▶ [EXERCISE DESCRIPTION]
Type out the entries again, matching each one exactly.

(Collected data)

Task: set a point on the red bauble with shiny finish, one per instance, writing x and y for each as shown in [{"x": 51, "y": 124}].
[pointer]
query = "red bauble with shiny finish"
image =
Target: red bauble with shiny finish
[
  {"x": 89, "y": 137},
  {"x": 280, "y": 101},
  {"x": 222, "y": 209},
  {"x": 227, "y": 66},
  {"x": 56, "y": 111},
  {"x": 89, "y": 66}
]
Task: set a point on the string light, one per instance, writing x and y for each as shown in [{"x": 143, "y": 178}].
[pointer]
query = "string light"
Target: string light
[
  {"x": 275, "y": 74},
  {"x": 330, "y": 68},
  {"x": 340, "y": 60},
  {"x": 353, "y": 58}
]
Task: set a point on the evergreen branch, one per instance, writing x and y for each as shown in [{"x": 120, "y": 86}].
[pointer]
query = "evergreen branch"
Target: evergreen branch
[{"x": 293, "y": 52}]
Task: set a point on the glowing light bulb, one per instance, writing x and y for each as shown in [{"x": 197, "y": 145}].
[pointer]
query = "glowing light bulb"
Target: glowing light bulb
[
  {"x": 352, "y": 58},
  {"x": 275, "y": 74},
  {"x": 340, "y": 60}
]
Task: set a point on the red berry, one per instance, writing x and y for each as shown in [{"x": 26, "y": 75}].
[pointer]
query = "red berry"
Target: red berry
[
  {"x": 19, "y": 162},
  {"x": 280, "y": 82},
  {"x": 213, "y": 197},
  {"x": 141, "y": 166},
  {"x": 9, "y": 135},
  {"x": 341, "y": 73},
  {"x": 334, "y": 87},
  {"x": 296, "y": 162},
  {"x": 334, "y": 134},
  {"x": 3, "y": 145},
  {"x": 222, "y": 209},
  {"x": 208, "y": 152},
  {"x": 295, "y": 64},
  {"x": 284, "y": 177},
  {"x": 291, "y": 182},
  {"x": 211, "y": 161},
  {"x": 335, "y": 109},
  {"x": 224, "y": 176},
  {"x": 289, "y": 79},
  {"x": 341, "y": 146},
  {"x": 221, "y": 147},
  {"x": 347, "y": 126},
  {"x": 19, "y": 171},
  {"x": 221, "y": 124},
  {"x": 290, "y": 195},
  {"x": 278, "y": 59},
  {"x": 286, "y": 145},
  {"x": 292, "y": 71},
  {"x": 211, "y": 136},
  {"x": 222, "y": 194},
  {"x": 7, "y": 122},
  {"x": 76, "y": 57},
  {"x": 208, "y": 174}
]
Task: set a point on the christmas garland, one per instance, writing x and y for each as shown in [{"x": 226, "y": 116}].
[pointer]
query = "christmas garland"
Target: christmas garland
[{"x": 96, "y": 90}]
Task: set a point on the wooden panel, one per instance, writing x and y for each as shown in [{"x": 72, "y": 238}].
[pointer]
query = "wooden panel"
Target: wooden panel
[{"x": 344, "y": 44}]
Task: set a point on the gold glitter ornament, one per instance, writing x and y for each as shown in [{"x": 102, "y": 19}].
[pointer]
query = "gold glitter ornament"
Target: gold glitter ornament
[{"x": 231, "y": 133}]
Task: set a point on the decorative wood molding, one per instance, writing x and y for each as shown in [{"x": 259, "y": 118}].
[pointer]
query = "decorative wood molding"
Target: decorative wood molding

▶ [RESPONSE]
Task: set a point on the red bauble with shiny finish, one per instance, writing x and y for each as shown in [{"x": 51, "y": 124}].
[pointer]
query = "red bauble with shiny finish"
image =
Target: red bauble with shiny finish
[
  {"x": 89, "y": 137},
  {"x": 280, "y": 101},
  {"x": 222, "y": 209},
  {"x": 227, "y": 66},
  {"x": 56, "y": 111},
  {"x": 89, "y": 66}
]
Task: set a point on the string light, one per instance, writing x and y for each as shown in [{"x": 143, "y": 178}].
[pointer]
query = "string light"
Target: string light
[
  {"x": 275, "y": 74},
  {"x": 330, "y": 68},
  {"x": 340, "y": 60},
  {"x": 353, "y": 58}
]
Task: set a point on the evergreen branch, one per instance, writing x and y for each as shown in [{"x": 120, "y": 86}].
[pointer]
query = "evergreen branch"
Target: evergreen branch
[{"x": 293, "y": 52}]
Task: set a point on the glowing light bulb, one per instance, writing x and y for each as shown in [{"x": 197, "y": 145}].
[pointer]
query = "glowing light bulb"
Target: glowing light bulb
[
  {"x": 352, "y": 58},
  {"x": 275, "y": 74},
  {"x": 340, "y": 60}
]
Task: set a point on the red berry, one per instance, writing x and y for each as shown in [{"x": 26, "y": 75}].
[pointer]
query = "red berry"
Target: red berry
[
  {"x": 19, "y": 162},
  {"x": 280, "y": 82},
  {"x": 213, "y": 197},
  {"x": 141, "y": 166},
  {"x": 9, "y": 135},
  {"x": 341, "y": 73},
  {"x": 334, "y": 87},
  {"x": 296, "y": 162},
  {"x": 334, "y": 134},
  {"x": 3, "y": 145},
  {"x": 222, "y": 209},
  {"x": 208, "y": 152},
  {"x": 295, "y": 64},
  {"x": 284, "y": 177},
  {"x": 291, "y": 182},
  {"x": 211, "y": 161},
  {"x": 335, "y": 109},
  {"x": 224, "y": 176},
  {"x": 289, "y": 79},
  {"x": 341, "y": 146},
  {"x": 221, "y": 147},
  {"x": 347, "y": 126},
  {"x": 19, "y": 171},
  {"x": 221, "y": 124},
  {"x": 290, "y": 195},
  {"x": 278, "y": 59},
  {"x": 286, "y": 145},
  {"x": 292, "y": 71},
  {"x": 211, "y": 136},
  {"x": 222, "y": 194},
  {"x": 7, "y": 122},
  {"x": 76, "y": 57},
  {"x": 208, "y": 174}
]
Task: set a point on the christmas garland, one per instance, writing x and y for each as shown in [{"x": 226, "y": 116}].
[pointer]
query = "christmas garland"
Target: christmas garland
[{"x": 96, "y": 90}]
Task: set a point on the wooden panel, one per instance, writing x and y for each as shown in [{"x": 72, "y": 238}].
[pointer]
query = "wooden panel"
Target: wooden panel
[{"x": 344, "y": 44}]
Task: set a point on the gold glitter ornament, one per instance, writing x and y for each as shown in [{"x": 102, "y": 19}].
[pointer]
query = "gold glitter ornament"
Target: gold glitter ornament
[{"x": 231, "y": 133}]
Task: set a point on the decorative wood molding, one per instance, writing x and y for each as shown in [{"x": 259, "y": 118}].
[pointer]
query = "decorative wood molding"
Target: decorative wood molding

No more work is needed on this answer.